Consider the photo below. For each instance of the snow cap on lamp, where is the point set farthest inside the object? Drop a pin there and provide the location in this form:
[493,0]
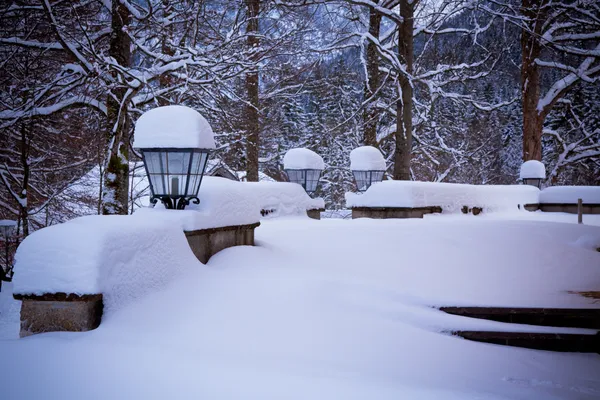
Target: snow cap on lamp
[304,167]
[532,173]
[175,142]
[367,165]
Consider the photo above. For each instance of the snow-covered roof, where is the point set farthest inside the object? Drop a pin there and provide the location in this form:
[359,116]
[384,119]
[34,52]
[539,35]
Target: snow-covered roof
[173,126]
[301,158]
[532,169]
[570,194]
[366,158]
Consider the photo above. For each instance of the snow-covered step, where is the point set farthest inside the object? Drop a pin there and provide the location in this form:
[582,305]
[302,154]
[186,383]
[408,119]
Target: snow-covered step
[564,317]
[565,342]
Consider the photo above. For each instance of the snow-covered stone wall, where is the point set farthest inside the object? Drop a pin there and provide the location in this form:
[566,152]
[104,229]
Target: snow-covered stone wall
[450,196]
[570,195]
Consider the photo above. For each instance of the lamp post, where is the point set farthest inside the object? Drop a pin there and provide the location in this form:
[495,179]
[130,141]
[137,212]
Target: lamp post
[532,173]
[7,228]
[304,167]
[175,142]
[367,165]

══════

Return all the lines above exactly; none of the pictures should appear.

- Solved problem
Consider the photo below. For each instance of the snow cap on lamp, where is the point set farthest inside the object? Drop a pin there and provide the location in this form:
[493,0]
Target: snow cap on lamp
[304,167]
[532,173]
[175,142]
[367,165]
Consider the photo above. For each instance of the snow-covered roof, where is the point set farthest inside the object? Drop a pin there and provide the location in this form:
[359,116]
[384,119]
[34,52]
[539,35]
Target: snow-covered roof
[173,126]
[301,158]
[532,169]
[570,194]
[366,158]
Consider the photo above. For each instance of the snow-covered step, where is the point set farthest inside the object? Drop a pin there and provide the location in this form:
[582,305]
[302,154]
[186,383]
[408,119]
Target: snow-covered step
[564,317]
[565,342]
Consider the photo above. For each instance of the snow-covered stone wall, where is the point set farthest inside the object? Drop a pin there and provide the location in this form:
[566,152]
[104,229]
Target: snow-covered stone wall
[450,196]
[570,195]
Consider the photo above. For each instance of the lamp post, where is the point set farthest inside the object? Drop a pin there and provide the location in this form:
[495,179]
[130,141]
[137,212]
Target: lamp post
[532,173]
[7,228]
[304,167]
[175,142]
[367,165]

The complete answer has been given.